### Text
## Start
Macro for supplying memset with an unsigned char

M

Martin Wells

I'm trying to come up with a fully-portable macro for supplying memset
with an unsigned char rather than an int. I'm going to think out loud
as I go along. . .

I'll take a sample system before I begin:

CHAR_BIT == 16
sizeof(short) == sizeof(int) == 1
Assume none of the integer types have padding bits
Sign-magnitude

Therefore we have:

UCHAR_MAX == 65535
INT_MIN = -32767
INT_MAX = 32767

Let's say we have an array of bytes and we want to set every byte to
65000. We CANNOT use:

memset(data, 65000, sizeof data);

because the conversion from unsigned integer types to signed integer
types "is implementation-defined or an implementation-defined signal
is raised" if the number is out of range.

Therefore we need to supply memset with an int value, which, went
converted to unsigned char, will yield the value we want.

The rules for converting from signed to unsigned are as follows:

| If the new type is unsigned, the value is converted
| by repeatedly adding or subtracting one more than
| the maximum value that can be represented in the
| new type until the value is in the range of the new type.

The addition method is easier to understand so we'll go with that one.
## End
### Given data
## Start
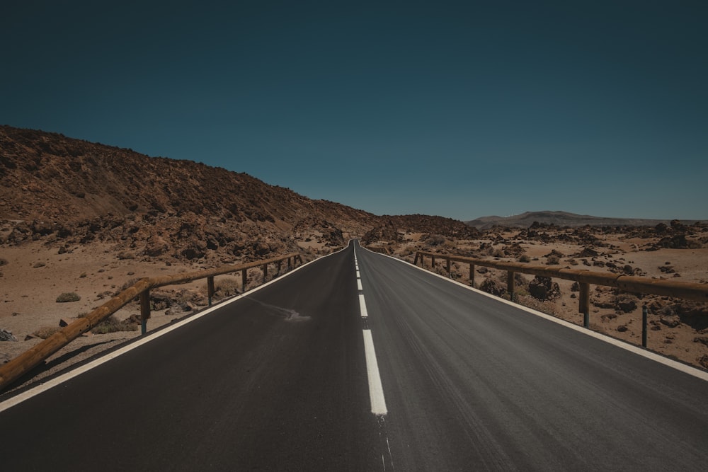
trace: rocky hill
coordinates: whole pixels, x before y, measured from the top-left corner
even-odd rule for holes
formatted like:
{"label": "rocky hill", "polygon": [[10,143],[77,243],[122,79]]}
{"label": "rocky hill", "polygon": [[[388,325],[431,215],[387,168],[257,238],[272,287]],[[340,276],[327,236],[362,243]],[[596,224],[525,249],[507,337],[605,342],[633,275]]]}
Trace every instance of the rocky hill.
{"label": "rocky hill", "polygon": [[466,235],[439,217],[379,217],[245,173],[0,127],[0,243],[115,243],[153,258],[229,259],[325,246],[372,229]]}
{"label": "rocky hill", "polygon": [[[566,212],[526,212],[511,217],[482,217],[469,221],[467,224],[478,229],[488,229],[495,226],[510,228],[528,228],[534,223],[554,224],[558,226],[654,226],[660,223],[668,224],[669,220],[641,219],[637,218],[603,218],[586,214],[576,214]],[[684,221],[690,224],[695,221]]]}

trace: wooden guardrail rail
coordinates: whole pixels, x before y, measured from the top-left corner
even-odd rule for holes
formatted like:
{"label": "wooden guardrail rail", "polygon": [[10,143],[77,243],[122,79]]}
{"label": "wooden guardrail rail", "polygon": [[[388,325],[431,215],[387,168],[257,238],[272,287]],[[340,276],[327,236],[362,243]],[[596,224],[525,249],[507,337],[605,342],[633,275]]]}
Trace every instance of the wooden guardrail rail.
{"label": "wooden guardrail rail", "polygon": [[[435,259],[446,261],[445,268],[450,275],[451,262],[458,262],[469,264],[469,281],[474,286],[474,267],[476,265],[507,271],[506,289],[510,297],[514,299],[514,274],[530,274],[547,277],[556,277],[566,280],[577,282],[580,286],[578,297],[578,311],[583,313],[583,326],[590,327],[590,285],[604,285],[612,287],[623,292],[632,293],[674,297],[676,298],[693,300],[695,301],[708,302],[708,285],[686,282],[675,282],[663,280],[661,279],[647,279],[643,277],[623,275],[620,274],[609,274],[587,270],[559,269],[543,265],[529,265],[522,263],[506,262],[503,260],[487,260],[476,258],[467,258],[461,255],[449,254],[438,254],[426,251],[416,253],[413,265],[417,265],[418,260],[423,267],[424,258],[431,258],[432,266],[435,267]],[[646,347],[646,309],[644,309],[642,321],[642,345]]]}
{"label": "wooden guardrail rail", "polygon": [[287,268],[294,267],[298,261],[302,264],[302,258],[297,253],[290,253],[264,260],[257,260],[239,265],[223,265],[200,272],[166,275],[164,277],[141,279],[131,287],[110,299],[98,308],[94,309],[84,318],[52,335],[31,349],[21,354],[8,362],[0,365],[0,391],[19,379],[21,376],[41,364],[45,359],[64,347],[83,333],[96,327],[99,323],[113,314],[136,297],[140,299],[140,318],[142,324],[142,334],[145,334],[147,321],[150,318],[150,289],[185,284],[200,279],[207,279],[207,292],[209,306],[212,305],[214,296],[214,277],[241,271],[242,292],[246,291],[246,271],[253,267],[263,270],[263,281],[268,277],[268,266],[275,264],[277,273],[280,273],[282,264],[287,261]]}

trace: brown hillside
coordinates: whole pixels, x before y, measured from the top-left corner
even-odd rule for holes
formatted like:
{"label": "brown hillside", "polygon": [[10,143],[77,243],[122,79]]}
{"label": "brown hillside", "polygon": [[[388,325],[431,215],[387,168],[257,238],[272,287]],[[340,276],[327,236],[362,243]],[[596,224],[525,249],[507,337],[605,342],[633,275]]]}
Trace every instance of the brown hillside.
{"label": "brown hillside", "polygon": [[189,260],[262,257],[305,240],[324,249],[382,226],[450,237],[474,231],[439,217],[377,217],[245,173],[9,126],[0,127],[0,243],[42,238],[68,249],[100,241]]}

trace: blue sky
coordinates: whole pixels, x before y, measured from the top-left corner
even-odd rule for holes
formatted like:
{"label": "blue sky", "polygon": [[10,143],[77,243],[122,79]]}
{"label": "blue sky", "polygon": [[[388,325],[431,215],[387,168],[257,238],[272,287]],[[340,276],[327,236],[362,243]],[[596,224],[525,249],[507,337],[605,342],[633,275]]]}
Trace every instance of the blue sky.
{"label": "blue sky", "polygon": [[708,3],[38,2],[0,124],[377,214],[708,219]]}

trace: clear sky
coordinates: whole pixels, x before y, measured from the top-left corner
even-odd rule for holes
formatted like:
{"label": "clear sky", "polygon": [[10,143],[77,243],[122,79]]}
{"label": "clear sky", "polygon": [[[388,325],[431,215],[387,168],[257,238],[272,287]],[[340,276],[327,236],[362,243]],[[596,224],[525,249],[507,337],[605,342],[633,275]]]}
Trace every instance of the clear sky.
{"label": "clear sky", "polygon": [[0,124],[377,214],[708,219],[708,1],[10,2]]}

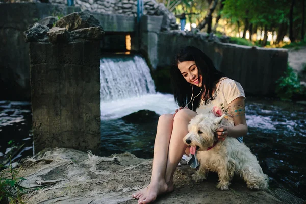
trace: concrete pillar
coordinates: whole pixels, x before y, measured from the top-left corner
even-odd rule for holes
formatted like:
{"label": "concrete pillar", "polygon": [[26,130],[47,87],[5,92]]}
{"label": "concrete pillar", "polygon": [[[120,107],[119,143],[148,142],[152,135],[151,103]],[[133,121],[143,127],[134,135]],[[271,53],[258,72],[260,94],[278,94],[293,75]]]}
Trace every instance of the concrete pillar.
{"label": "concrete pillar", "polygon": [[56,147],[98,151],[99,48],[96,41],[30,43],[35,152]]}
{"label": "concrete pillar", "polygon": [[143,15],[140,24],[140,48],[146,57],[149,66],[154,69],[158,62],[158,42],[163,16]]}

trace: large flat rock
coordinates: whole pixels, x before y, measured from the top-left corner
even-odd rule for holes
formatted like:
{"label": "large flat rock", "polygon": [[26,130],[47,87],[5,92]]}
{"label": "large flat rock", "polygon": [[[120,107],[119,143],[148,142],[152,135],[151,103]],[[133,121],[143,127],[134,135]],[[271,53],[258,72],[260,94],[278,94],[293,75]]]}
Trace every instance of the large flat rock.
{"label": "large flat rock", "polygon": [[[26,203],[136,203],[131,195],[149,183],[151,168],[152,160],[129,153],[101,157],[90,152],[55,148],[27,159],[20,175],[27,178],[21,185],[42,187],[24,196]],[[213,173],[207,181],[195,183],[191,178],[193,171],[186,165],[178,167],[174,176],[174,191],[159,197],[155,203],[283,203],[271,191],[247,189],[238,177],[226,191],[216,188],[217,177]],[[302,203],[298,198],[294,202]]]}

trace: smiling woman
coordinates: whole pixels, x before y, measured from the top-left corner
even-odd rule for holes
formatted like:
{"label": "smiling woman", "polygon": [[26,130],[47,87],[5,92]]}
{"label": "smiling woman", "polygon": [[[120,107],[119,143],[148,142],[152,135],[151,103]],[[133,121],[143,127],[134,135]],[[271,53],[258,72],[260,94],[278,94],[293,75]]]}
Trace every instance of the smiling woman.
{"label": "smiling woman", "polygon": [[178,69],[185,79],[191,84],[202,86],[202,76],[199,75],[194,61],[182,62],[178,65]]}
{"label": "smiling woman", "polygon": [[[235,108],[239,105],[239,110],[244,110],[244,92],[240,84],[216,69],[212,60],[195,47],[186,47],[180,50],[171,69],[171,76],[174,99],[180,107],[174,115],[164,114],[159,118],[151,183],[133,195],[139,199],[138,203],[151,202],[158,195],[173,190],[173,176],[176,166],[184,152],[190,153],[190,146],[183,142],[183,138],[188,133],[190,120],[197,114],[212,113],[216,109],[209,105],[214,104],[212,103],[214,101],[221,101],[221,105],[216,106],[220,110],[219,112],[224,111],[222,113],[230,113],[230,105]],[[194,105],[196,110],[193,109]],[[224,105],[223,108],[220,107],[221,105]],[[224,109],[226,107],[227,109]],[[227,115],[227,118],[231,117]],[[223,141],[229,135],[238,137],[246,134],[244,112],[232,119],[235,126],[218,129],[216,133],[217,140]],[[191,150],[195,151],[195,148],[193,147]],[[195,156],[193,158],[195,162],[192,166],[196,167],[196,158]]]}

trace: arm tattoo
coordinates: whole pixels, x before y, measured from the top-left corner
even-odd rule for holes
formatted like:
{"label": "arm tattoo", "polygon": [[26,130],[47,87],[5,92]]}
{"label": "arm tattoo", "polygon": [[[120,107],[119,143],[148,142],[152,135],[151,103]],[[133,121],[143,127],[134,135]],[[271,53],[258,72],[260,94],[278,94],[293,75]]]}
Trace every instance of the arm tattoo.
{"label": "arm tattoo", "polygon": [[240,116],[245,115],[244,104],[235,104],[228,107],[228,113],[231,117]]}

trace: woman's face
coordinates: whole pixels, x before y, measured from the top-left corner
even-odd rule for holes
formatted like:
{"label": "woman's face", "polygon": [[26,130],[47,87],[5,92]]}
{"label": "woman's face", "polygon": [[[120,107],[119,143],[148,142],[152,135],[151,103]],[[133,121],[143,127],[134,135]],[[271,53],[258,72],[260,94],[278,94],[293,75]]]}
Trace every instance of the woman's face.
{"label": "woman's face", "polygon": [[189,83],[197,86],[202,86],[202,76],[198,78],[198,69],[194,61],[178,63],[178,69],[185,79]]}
## End
### Your instructions
From the memset post, list every property stated for the sample system, before the lines that begin "Therefore we have:". Set aside the material here; it plays no part in this work.

### The reply
- CHAR_BIT == 16
- sizeof(short) == sizeof(int) == 1
- None of the integer types have padding bits
- Sign-magnitude